**Source**.
^^^^

Monday, November 24, 2008

Uzzah and the ark

In this installment of Stories From the Bible, I will address one of my childhood boogeymen. This story has always bothered me and, because I was a Christian at the time, it caused no small bit of resentment, fear and mistrust of God. 2nd Samuel 6:1-11.
1 David again brought together out of Israel chosen men, thirty thousand in all. 2 He and all his men set out from Baalah of Judah [a] to bring up from there the ark of God, which is called by the Name, [b] the name of the LORD Almighty, who is enthroned between the cherubim that are on the ark. 3 They set the ark of God on a new cart and brought it from the house of Abinadab, which was on the hill. Uzzah and Ahio, sons of Abinadab, were guiding the new cart 4 with the ark of God on it, [c] and Ahio was walking in front of it. 5 David and the whole house of Israel were celebrating with all their might before the LORD, with songs [d] and with harps, lyres, tambourines, sistrums and cymbals.

6 When they came to the threshing floor of Nacon, Uzzah reached out and took hold of the ark of God, because the oxen stumbled. 7 The LORD's anger burned against Uzzah because of his irreverent act; therefore God struck him down and he died there beside the ark of God.

8 Then David was angry because the LORD's wrath had broken out against Uzzah, and to this day that place is called Perez Uzzah. [e]

9 David was afraid of the LORD that day and said, "How can the ark of the LORD ever come to me?" 10 He was not willing to take the ark of the LORD to be with him in the City of David. Instead, he took it aside to the house of Obed-Edom the Gittite. 11 The ark of the LORD remained in the house of Obed-Edom the Gittite for three months, and the LORD blessed him and his entire household.
Why, I wondered, did God kill Uzzah who did nothing more than to make sure that God's ark did not fall. I do not recall what the explanation given me was, but I imagine that it was something along the lines of having faith in God - perhaps a bit of a twist on the general theme of Abraham and Isaac where God wants to test the obedience of his people and their general faith. In the case of Abraham and Isaac, God wants to make sure that Abraham will obey God even to the point of killing his own son; in the case of Uzzah and the ark, God is testing Uzzah's faith in God's ability to protect his precious ark. But the text never says that, the text never implies anything at all and simply tells the story of Uzzah, who is killed for being a good person with good reflexes in the wrong place at the wrong time. Who knows what might have happened had Uzzah not been there? Perhaps the ark would have fallen and God's anger would have 'burned against' King David instead. And if God could have moved it without the assistance of men, why take the chance? Pretty much any way you cut it, this story portrays God in some kind of unflattering light. Maybe God is unable to move this physical object all on his own. Or maybe he's just being a jerk - after all, the passage gives no indication that God is remotely sorry for his action. He simply gets angry and kills Uzzah.

^^^^

Contour annotation entries:
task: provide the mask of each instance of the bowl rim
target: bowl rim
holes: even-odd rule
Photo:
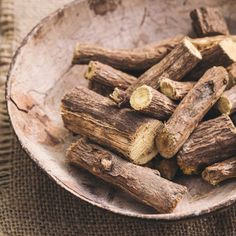
[[[236,196],[229,199],[229,200],[225,200],[225,201],[221,201],[219,204],[217,205],[213,205],[212,207],[209,207],[208,209],[204,209],[201,210],[199,212],[195,212],[195,213],[168,213],[168,214],[142,214],[142,213],[130,213],[130,212],[122,212],[122,210],[116,210],[114,208],[111,208],[108,205],[104,205],[98,202],[94,202],[91,199],[88,199],[86,196],[79,194],[78,192],[75,192],[73,189],[71,189],[69,186],[67,186],[65,183],[63,183],[57,176],[53,175],[52,173],[48,173],[46,169],[43,168],[43,166],[38,162],[37,158],[33,155],[33,153],[31,153],[29,151],[29,149],[24,146],[23,142],[21,141],[20,137],[17,134],[17,128],[14,125],[14,119],[11,116],[11,112],[10,112],[10,106],[12,104],[11,99],[10,99],[10,95],[11,95],[11,76],[12,76],[12,72],[13,69],[15,67],[15,63],[16,60],[18,58],[18,55],[20,54],[20,52],[23,50],[23,48],[27,45],[27,43],[33,38],[33,36],[35,34],[37,34],[42,27],[44,27],[44,25],[50,21],[50,19],[53,19],[54,17],[56,17],[57,15],[61,15],[65,10],[68,10],[69,8],[72,8],[73,6],[76,6],[78,4],[84,3],[86,2],[86,0],[73,0],[70,3],[65,4],[64,6],[58,8],[56,11],[50,13],[48,16],[44,17],[42,20],[40,20],[32,29],[31,31],[29,31],[29,33],[24,37],[24,39],[21,41],[21,43],[19,44],[19,46],[17,47],[17,49],[14,52],[11,64],[10,64],[10,68],[8,70],[7,73],[7,78],[6,78],[6,83],[5,83],[5,98],[6,98],[6,106],[7,106],[7,112],[9,114],[9,122],[11,127],[13,128],[13,135],[15,135],[16,139],[18,140],[18,142],[20,143],[22,149],[24,150],[24,152],[37,164],[37,166],[44,171],[44,173],[47,174],[47,176],[49,176],[51,179],[53,179],[56,184],[58,184],[59,186],[61,186],[62,188],[64,188],[65,190],[67,190],[68,192],[70,192],[71,194],[73,194],[76,197],[79,197],[81,200],[90,203],[91,205],[107,210],[109,212],[112,213],[116,213],[119,214],[121,216],[128,216],[128,217],[133,217],[133,218],[139,218],[139,219],[151,219],[151,220],[158,220],[160,222],[173,222],[173,221],[183,221],[183,220],[192,220],[192,219],[196,219],[196,217],[198,217],[198,219],[203,218],[205,216],[210,216],[213,215],[217,212],[223,211],[223,210],[227,210],[229,207],[234,207],[236,206]]]

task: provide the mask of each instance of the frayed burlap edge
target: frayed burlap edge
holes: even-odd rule
[[[5,82],[10,67],[15,40],[13,0],[0,0],[0,187],[10,182],[13,133],[5,101]]]

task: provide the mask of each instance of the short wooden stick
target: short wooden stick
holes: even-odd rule
[[[199,124],[180,149],[177,159],[183,172],[190,175],[234,154],[236,128],[230,117],[221,115]]]
[[[196,82],[179,82],[170,79],[162,79],[160,91],[172,100],[180,101],[193,88]]]
[[[236,157],[208,166],[202,172],[202,178],[212,185],[236,178]]]
[[[155,168],[160,172],[161,177],[165,179],[174,179],[179,166],[177,165],[176,158],[157,160]]]
[[[157,135],[157,147],[163,157],[171,158],[179,151],[227,83],[228,74],[223,67],[213,67],[196,83]]]
[[[227,115],[236,112],[236,85],[222,94],[217,107],[221,113]]]
[[[93,44],[77,43],[73,63],[100,61],[124,71],[144,71],[161,61],[182,39],[183,36],[178,35],[137,49],[105,49]]]
[[[163,78],[180,80],[192,70],[202,59],[201,53],[193,46],[188,38],[175,47],[161,62],[151,67],[139,77],[125,91],[123,101],[115,101],[119,106],[126,104],[131,94],[142,85],[148,85],[154,89],[159,88],[159,82]],[[119,98],[121,96],[118,96]]]
[[[98,61],[89,63],[85,78],[90,81],[90,89],[104,96],[108,96],[116,87],[125,90],[136,80],[134,76]]]
[[[136,111],[148,116],[166,120],[176,108],[176,104],[150,86],[137,88],[130,97],[130,105]]]
[[[186,187],[160,177],[155,170],[129,163],[83,139],[71,145],[67,159],[160,213],[172,212],[187,192]]]
[[[228,67],[236,62],[236,43],[227,38],[201,53],[202,61],[185,76],[187,80],[200,79],[213,66]]]
[[[62,99],[62,119],[70,131],[110,148],[136,164],[157,154],[155,136],[162,123],[130,109],[119,109],[109,98],[77,87]]]

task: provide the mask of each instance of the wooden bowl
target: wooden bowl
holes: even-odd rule
[[[94,3],[95,2],[95,3]],[[236,202],[236,181],[212,187],[200,177],[176,180],[188,196],[171,214],[153,209],[88,172],[68,165],[65,150],[74,139],[60,116],[62,96],[78,84],[86,86],[87,66],[71,66],[75,43],[130,48],[191,34],[189,11],[200,5],[220,6],[231,33],[236,30],[236,4],[227,0],[75,1],[40,22],[16,52],[7,84],[13,128],[29,156],[59,185],[95,206],[123,215],[176,220],[203,215]],[[30,176],[29,176],[30,178]]]

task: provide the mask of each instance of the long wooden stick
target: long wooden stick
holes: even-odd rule
[[[183,172],[190,175],[234,154],[236,128],[230,117],[222,115],[199,124],[180,149],[177,159]]]
[[[89,137],[136,164],[157,154],[155,136],[162,123],[130,109],[119,109],[109,98],[77,87],[62,99],[62,118],[67,129]]]
[[[159,87],[162,78],[180,80],[192,70],[195,65],[202,59],[200,52],[193,46],[188,38],[185,38],[175,47],[161,62],[151,67],[139,77],[125,93],[119,94],[115,91],[113,100],[119,105],[126,104],[131,94],[142,85],[148,85],[154,89]],[[118,99],[117,99],[118,98]]]
[[[223,67],[213,67],[197,82],[157,135],[157,147],[163,157],[171,158],[179,151],[227,83],[228,74]]]
[[[161,61],[181,40],[182,35],[137,49],[105,49],[88,43],[75,47],[73,63],[100,61],[125,71],[144,71]]]
[[[171,79],[162,79],[160,91],[172,100],[182,100],[196,84],[194,81],[179,82]]]
[[[104,96],[108,96],[116,87],[127,89],[137,79],[98,61],[89,63],[85,78],[90,81],[90,89]]]
[[[129,163],[83,139],[71,145],[67,159],[161,213],[172,212],[187,191],[186,187],[160,177],[155,170]]]

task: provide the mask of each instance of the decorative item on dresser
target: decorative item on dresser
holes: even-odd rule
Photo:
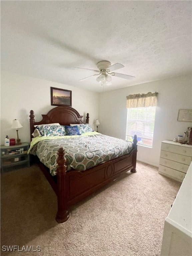
[[[161,143],[158,173],[182,182],[192,159],[192,145],[164,140]]]
[[[35,122],[33,111],[31,110],[30,113],[30,135],[31,139],[32,138],[32,134],[34,132],[35,129],[34,125],[36,126],[36,127],[37,125],[39,125],[42,124],[46,124],[46,125],[49,124],[54,123],[58,123],[61,126],[69,126],[71,124],[76,124],[77,125],[79,125],[81,124],[89,124],[88,113],[87,114],[85,122],[82,119],[83,116],[80,116],[79,113],[75,109],[69,107],[62,106],[54,108],[50,110],[47,115],[42,115],[43,119],[40,122]],[[75,127],[75,126],[73,126]],[[88,141],[89,141],[90,140],[94,140],[95,144],[96,141],[98,141],[98,140],[99,140],[98,137],[105,136],[101,134],[95,134],[94,133],[96,133],[96,132],[91,132],[93,133],[94,134],[93,135],[89,136],[90,138],[88,138]],[[78,136],[75,136],[76,137],[75,137],[76,144],[75,143],[75,145],[77,145],[77,140],[80,140],[81,141],[81,139],[77,139],[77,137]],[[82,138],[83,136],[83,135],[80,135],[79,137]],[[67,137],[68,137],[69,136],[66,136]],[[48,137],[49,140],[50,138]],[[40,145],[41,145],[42,143],[44,143],[44,138],[45,137],[42,137],[41,138],[38,138],[38,137],[34,138],[31,142],[31,146],[35,143],[35,140],[38,141],[39,140],[39,142],[41,142]],[[60,141],[60,143],[62,143],[61,141],[62,140],[65,140],[66,139],[66,138],[65,139],[65,138],[58,140],[57,138],[56,138],[56,140],[57,140]],[[71,139],[73,140],[73,138],[71,138]],[[114,139],[119,140],[119,141],[120,140],[123,141],[122,140],[120,139],[115,138]],[[89,143],[90,144],[89,141],[88,145]],[[69,160],[68,160],[67,162],[66,159],[68,157],[67,153],[65,152],[64,146],[62,147],[60,147],[61,146],[57,146],[58,149],[57,155],[58,156],[57,158],[57,166],[56,171],[56,175],[54,176],[52,176],[50,173],[50,170],[43,163],[40,162],[40,166],[41,170],[57,197],[58,212],[56,219],[58,222],[62,223],[67,220],[69,216],[68,209],[70,205],[79,201],[108,183],[116,179],[122,174],[126,172],[129,170],[133,173],[136,172],[136,162],[137,151],[137,136],[135,135],[133,143],[129,143],[125,141],[123,141],[125,142],[125,144],[129,143],[130,150],[129,153],[128,153],[128,149],[127,147],[127,151],[125,151],[126,152],[126,154],[124,155],[121,155],[122,156],[118,157],[117,156],[117,152],[115,155],[114,155],[114,158],[107,158],[108,160],[104,162],[102,161],[100,162],[98,162],[98,165],[93,167],[92,165],[84,170],[78,170],[76,169],[77,168],[70,168],[69,170],[67,170],[67,165],[69,166]],[[74,141],[73,141],[73,144],[74,145]],[[69,143],[70,143],[70,142]],[[38,147],[39,142],[37,142],[37,147],[36,147],[36,149]],[[72,143],[71,145],[72,146]],[[68,150],[67,148],[74,148],[73,152],[76,152],[78,148],[78,145],[76,146],[76,148],[75,146],[74,146],[69,147],[69,146],[70,146],[69,144],[65,147],[65,150],[67,152]],[[48,146],[46,146],[45,148],[46,150],[48,150]],[[89,147],[88,145],[88,147]],[[49,150],[50,149],[50,148]],[[91,150],[91,149],[90,150]],[[56,150],[54,150],[54,152],[55,153],[57,152]],[[70,154],[71,152],[72,151],[70,152]],[[107,151],[108,155],[109,155],[108,152],[108,151]],[[120,151],[120,152],[121,152],[122,151]],[[90,151],[90,153],[92,155],[92,154],[91,153]],[[93,153],[93,152],[92,153]],[[46,154],[47,155],[49,154],[49,153]],[[66,154],[66,157],[65,154]],[[100,154],[99,155],[100,157],[101,157]],[[89,155],[89,157],[90,159],[92,159],[92,156],[90,156]],[[49,159],[50,159],[50,157],[49,158]],[[109,160],[110,159],[111,160]],[[73,160],[74,160],[74,158]],[[82,161],[81,160],[79,162],[82,163]]]

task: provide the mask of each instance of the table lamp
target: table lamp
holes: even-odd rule
[[[96,119],[95,123],[96,125],[97,125],[97,132],[98,132],[98,125],[99,124],[100,124],[100,123],[99,122],[99,120],[98,120],[98,119]]]
[[[12,129],[16,129],[17,135],[17,145],[20,145],[22,144],[21,142],[21,140],[19,139],[19,135],[18,135],[18,129],[19,128],[21,128],[22,127],[23,127],[23,126],[19,123],[18,120],[17,120],[17,119],[15,119],[13,120],[13,124],[11,128]]]

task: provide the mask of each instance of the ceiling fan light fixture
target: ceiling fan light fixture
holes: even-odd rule
[[[111,82],[112,78],[111,76],[109,76],[109,75],[106,75],[105,77],[105,79],[107,82]]]
[[[101,75],[99,76],[99,78],[101,81],[104,81],[105,78],[105,75],[102,74],[102,75]]]
[[[98,83],[101,83],[101,81],[100,80],[100,78],[99,76],[98,76],[98,77],[97,77],[96,78],[96,80],[97,81]]]

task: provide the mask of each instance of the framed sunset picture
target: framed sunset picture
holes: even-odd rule
[[[72,91],[51,87],[51,106],[72,106]]]

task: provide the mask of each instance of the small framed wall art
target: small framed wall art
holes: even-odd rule
[[[192,122],[192,109],[179,109],[177,121]]]
[[[51,87],[51,106],[72,106],[72,91]]]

^^^^

**Written instruction 1**.
Translate this sentence from the post about Uzzah and the ark into Spanish: "Who knows what might have happened had Uzzah not been there?"
**Written instruction 2**.
According to the post about Uzzah and the ark, how long did the ark remain in the house of Obed-Edom the Gittite?
**Written instruction 3**.
Pick up the post about Uzzah and the ark right after its final sentence and keep writing it.

**Expected answer 1**.
¿Quién sabe qué habría pasado si Uzzah no hubiera estado allí?

**Expected answer 2**.
It remained there for three months.

**Expected answer 3**.
As a child reading this, I just didn't get it. Why would God do that? Sure, it says that it was an irreverent act, but why was the so-called transgression not mitigated by the circumstances and intentions? In other stories where God killed people, some better reason was given for their demise. Even in a cursory way, they were shown to have deserved it. Until this point, I could always depend on God to be on my side. But now I didn't know where, or who God was. He went from wise ruler to mad dog in one smite.

3 comments:

Saint and Sinner said...

Hi Nathaniel. I was doing a google search on Uzzah and the ark and found your article. It is important to understand that what Uzzah did was not an innocent act, even if well intentioned. God's purity and utter "otherness" (we call it holiness) is something which is greatly admired about His nature, and what sets Him apart from humanity. One could look at these stories in disgust and question why a good God would kill a man for trying to steady a valuable load, but in essence what Uzzah was doing was trying to approach the Great King of the Universe on his own terms. God can never be approached on "our" terms, but on His. When we do approach Him on his terms, in humility, repentance and faith in Jesus Christ, we find Him to be full of mercy and love.

nathaniel wallace said...

SaS: Thank you for your comments!

You're right, of course. That's probably the only way to view this story and retain any respect for such a god. And as a fictional character, I recognize that such a smiting is consistent with many of his actions. It does not square with the image of him as a personal savior and loving father figure, however.

For the unfortunate Uzzah, I guess we should just be glad that this episode took place in the Old Testament, before god decided that there should be a heaven, a hell and such a thing as eternity.

Saint and Sinner said...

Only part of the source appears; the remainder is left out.